▶ VORGEGEBENER TEXT
○ ○ ○ ○ ○

Frage an alle: kann es sein das das behavior versuch die geometry ständig zu aktualisiere und das auch obwohl es disabeld is ?

btw: ich bin ja schonmall froh, dass mal wer auf ne frage postet.  Also entweder keiner versteht meine frage oder es ist allgemeines rätzelraten


----------



## Illuvatar (30. Jan 2007)

Es ist allgemeines Rätselraten, aber hast du das, was Mewel geschrieben hat, schon probiert? Es kommt mir so vor, als wäre irgendetwas "abgehängtes" nicht richtig "aufgeräumt" - und vllt. macht detach das ja.


----------



## west (31. Jan 2007)

ich habe detach schon probiert, das geht genauso gut wie das removeChild, gar nicht.  
ich vermute, wie schon erwähnt, dass das behavior das problem ist. aber ich setze es halt schon vorher auf setEnable = false UND collidable = flase. da sollte auf keinen fall mehr was in den stimulus kommen  - (hab ich aber auch schon genauer ausgetet - da kommt nüscht rein). dagegen spricht aller Dings die Erkenntnis das wenn ich das behavior nicht in den Graphen adde das Problem nicht is. 

Also Grundlegend eher ein Problem zwischen Shape für das Behavior und dem Behavior selbst. Hab aber ehrlich gesagt keinen Ansatzpunkt mehr .


----------



## Guest (3. Feb 2007)

Ich hab auch nochmal mit detach probiert macht keinen Unterschied. Irgendwie scheint das ein Bug in Java3D zu sein.
Den wenn ich versuche die Exeption zu fangen bei der Zeile die den Fehler auslösst gelingt das nicht.

Er ist zu diesem zeitpunkt in irgendeinem internen Threat.

Ich möchte diesen Fehler unbedingt beseitigt wissen !!!

Wie würdet ihr weiter vorgehen wenn auch hier niemand weiter weis ?


----------



## Illuvatar (3. Feb 2007)

Mal googlen, ob das vielleicht ein bekannter Bug ist, oder ob irgendwo anders schon jemand den Bug(?) hatte. Sonst vileleicht mal im Forum von Sun nachfragen, oder in einem speziellen J3D-Forum, falls es das gibt.
Auch probieren könntest du es noch bei den Kollegen von Javacore, die haben auch recht kompetente Leute auf dem Gebiet, aber wahrscheinlich wird es sich mehr lohnen, in einem internationalen Forum zu fragen.


----------



## west (3. Feb 2007)

Das werd ich wohl machen! Gibt es vielleicht nen IRC Chanel wo man mit kompetenten Leuten reden kann?  
Ansonsten werd ich mich mit dem Problem wohl mal direkt an Sun wenden. Ich werd das Ergebnis dann mal hier posten falls Interesse besteht.


----------

○ ○ ○ ○ ○

▶ SCHRIFTLICHE AUFGABE 1
Schreib aus der Forumsdiskussion zu Java3D den Abschnitt unverändert ab, beginnend bei "## Illuvatar (3." und endend bei "Leuten reden kann?".

○ ○ ○ ○ ○

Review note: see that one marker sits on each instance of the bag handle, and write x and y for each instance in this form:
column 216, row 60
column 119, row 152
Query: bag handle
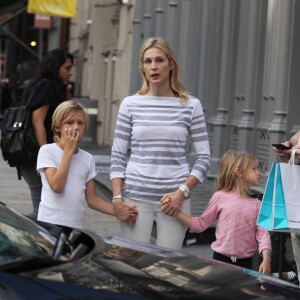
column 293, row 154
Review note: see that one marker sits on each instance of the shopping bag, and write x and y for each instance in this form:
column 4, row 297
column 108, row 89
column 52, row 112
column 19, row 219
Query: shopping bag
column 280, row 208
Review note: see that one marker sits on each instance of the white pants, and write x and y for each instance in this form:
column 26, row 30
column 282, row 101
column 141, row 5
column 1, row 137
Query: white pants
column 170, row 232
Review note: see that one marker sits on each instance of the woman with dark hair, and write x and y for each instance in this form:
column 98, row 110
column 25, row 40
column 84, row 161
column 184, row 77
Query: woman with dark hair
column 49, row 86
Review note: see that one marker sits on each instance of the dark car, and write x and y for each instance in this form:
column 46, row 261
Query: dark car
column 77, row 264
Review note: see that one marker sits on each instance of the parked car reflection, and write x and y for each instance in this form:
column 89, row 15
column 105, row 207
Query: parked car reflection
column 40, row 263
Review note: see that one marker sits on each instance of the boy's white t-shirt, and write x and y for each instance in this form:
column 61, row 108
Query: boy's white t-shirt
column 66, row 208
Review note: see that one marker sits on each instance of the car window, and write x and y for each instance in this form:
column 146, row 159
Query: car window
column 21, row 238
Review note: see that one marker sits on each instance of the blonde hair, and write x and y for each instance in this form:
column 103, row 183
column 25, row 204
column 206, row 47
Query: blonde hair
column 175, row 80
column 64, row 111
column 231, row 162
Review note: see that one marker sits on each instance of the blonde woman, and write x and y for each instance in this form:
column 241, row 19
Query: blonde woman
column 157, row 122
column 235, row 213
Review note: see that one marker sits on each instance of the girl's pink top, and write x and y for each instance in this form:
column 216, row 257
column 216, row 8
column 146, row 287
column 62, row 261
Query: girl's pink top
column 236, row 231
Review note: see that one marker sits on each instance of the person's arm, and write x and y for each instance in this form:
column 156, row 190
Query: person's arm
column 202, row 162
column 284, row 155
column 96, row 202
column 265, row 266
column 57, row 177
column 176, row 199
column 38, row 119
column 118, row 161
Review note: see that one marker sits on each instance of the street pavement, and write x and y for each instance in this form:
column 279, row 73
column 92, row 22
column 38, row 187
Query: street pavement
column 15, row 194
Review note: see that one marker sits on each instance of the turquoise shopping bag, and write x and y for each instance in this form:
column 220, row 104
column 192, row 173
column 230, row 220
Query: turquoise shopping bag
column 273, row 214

○ ○ ○ ○ ○

▶ SCHRIFTLICHE AUFGABE 2
Entnimm der Auflistung die Zeilen wortgetreu, beginnend am Anfang der Auflistung und endend mit der Zeile, die "column 280, row 208" enthält. Lass die Bilder dabei weg.

▶ RICHTIGES ERGEBNIS 1
## Illuvatar (3. Feb 2007)

Mal googlen, ob das vielleicht ein bekannter Bug ist, oder ob irgendwo anders schon jemand den Bug(?) hatte. Sonst vileleicht mal im Forum von Sun nachfragen, oder in einem speziellen J3D-Forum, falls es das gibt.
Auch probieren könntest du es noch bei den Kollegen von Javacore, die haben auch recht kompetente Leute auf dem Gebiet, aber wahrscheinlich wird es sich mehr lohnen, in einem internationalen Forum zu fragen.


----------



## west (3. Feb 2007)

Das werd ich wohl machen! Gibt es vielleicht nen IRC Chanel wo man mit kompetenten Leuten reden kann?

▶ RICHTIGES ERGEBNIS 2
Review note: see that one marker sits on each instance of the bag handle, and write x and y for each instance in this form:
column 216, row 60
column 119, row 152
Query: bag handle
column 293, row 154
Review note: see that one marker sits on each instance of the shopping bag, and write x and y for each instance in this form:
column 4, row 297
column 108, row 89
column 52, row 112
column 19, row 219
Query: shopping bag
column 280, row 208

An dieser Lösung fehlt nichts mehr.